# Questions to answer:
**a.** Translate into French the following sentence from the tubocurarine text: "Acetylcholine is produced in the body of the neuron by choline acetyltransferase and transported down the axon to the synaptic gap."
**b.** Print the portion of the tubocurarine text from "Without intervention, acetylcholine" to "on both molecules.", reproducing every word precisely.
**c.** Answer the following questions using the tubocurarine text:
(i) Which enzyme produces acetylcholine in the body of the neuron?
(ii) About how long after the injection did the sensation of difficulty in breathing reach its maximum?
(iii) What is the stated duration of action of tubocurarine?

# Document extract:
▬▬▬▬▬▬▬▬▬▬

Without intervention, acetylcholine (ACh) in the peripheral nervous system activates skeletal muscles. Acetylcholine is produced in the body of the neuron by choline acetyltransferase and transported down the axon to the synaptic gap. Tubocurarine chloride acts as an antagonist for the nicotinic acetylcholine receptor (nAChr), meaning it blocks the receptor site from ACh. This may be due to the quaternary amino structural motif found on both molecules.

=== Clinical pharmacology ===
Unna et al. reported the effects of tubocurarine on humans:

Forty-five seconds after the beginning of the injection, heaviness of the eyelids and transitory diplopia were perceived. At the completion of the injection, diplopia became fixed, but could be noticed only when the subject's eyelids were raised by the operator. As curarization proceeded, it seemed to the subject as if the facial muscles, those of the tongue, pharynx, and lower jaw, the muscles of the neck and back, and the muscles of the extremities became relaxed in about that order. Accompanying the paralysis of the pharynx and the jaw muscles, inability of the subject to swallow was noted ... Shortly after the injection was completed the subjects experienced a sensation of increased difficulty in breathing, as if an extra effort was necessary to maintain an adequate respiratory exchange. This sensation was present even though there was no objective evidence of impaired oxygenation or of carbon dioxide retention. It reached its maximum about five minutes after the injection, coinciding with the maximum depression of the vital capacity. In the majority of the experiments the respiratory rate was increased by about 50–100 per cent the first minutes after the injection of any one of the drugs while the tidal volume decreased.

Tubocurarine has a time of onset of around 5 minutes which is relatively slow among neuromuscular-blocking drugs, and has a duration of action of 60 to 120 minutes. It also causes histamine release, now a recognized hallmark of the tetrahydroisoquinolinium class of neuromuscular blocking agents. Histamine release is associated with bronchospasms, hypotension, and salivary secretions, making it dangerous for asthmatics, children, and those who are pregnant or lactating. However, the main disadvantage in the use of tubocurarine is its significant ganglion-blocking effect, that manifests as hypotension, in many patients; this constitutes a relative contraindication to its use in patients with myocardial ischaemia.

▬▬▬▬▬▬▬▬▬▬

Saved entries:
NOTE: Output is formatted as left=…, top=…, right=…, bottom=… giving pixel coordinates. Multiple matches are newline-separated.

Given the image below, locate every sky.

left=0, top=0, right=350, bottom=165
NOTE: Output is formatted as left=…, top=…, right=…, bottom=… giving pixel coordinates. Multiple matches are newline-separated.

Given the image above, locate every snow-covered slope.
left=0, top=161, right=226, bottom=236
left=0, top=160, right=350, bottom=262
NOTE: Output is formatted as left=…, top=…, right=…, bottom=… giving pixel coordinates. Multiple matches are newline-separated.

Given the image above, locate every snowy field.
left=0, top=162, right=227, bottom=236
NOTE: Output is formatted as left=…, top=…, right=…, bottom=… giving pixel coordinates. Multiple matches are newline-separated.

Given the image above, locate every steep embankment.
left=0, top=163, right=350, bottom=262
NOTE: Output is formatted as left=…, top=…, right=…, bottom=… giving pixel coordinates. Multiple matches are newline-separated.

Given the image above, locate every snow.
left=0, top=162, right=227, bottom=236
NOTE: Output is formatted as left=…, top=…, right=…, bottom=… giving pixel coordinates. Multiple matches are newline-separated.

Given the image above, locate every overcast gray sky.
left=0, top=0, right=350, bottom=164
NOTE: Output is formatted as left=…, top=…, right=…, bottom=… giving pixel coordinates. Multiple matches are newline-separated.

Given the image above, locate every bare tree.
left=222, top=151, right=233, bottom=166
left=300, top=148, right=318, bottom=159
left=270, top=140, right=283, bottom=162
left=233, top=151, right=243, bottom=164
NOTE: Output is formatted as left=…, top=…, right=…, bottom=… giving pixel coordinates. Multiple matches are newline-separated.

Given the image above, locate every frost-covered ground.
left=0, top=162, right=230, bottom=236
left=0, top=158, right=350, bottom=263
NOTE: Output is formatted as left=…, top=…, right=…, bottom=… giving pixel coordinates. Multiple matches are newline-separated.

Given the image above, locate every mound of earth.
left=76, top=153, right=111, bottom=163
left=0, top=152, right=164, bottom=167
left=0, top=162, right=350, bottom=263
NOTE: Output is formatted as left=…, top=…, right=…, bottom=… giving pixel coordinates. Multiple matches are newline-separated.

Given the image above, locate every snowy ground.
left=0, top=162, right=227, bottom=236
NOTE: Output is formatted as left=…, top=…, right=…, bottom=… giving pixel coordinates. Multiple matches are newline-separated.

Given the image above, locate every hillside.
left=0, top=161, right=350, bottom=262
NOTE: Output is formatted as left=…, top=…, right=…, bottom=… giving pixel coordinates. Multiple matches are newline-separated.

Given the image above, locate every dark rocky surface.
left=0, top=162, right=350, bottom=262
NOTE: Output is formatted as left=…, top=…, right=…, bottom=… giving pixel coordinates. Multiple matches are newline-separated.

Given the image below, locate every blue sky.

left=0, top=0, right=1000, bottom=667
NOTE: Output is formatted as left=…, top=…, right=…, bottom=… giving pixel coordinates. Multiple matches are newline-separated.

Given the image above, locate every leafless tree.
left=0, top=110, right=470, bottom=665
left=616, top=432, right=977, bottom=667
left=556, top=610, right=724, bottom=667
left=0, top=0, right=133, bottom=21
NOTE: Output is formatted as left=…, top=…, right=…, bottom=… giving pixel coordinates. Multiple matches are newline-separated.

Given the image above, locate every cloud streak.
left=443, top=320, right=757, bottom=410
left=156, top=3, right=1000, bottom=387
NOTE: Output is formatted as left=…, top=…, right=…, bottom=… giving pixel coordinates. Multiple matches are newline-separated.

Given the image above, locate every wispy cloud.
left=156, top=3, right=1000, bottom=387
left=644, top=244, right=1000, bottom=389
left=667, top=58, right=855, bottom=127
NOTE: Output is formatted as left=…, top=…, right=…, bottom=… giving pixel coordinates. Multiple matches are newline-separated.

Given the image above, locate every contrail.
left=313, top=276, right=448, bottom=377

▬▬▬▬▬▬▬▬▬▬

# Answers to the exercise:
**a.** L'acétylcholine est produite dans le corps du neurone par la choline acétyltransférase et transportée le long de l'axone jusqu'à la fente synaptique.

**b.**
Without intervention, acetylcholine (ACh) in the peripheral nervous system activates skeletal muscles. Acetylcholine is produced in the body of the neuron by choline acetyltransferase and transported down the axon to the synaptic gap. Tubocurarine chloride acts as an antagonist for the nicotinic acetylcholine receptor (nAChr), meaning it blocks the receptor site from ACh. This may be due to the quaternary amino structural motif found on both molecules.

**c.**
(i) Choline acetyltransferase.
(ii) About five minutes after the injection.
(iii) 60 to 120 minutes.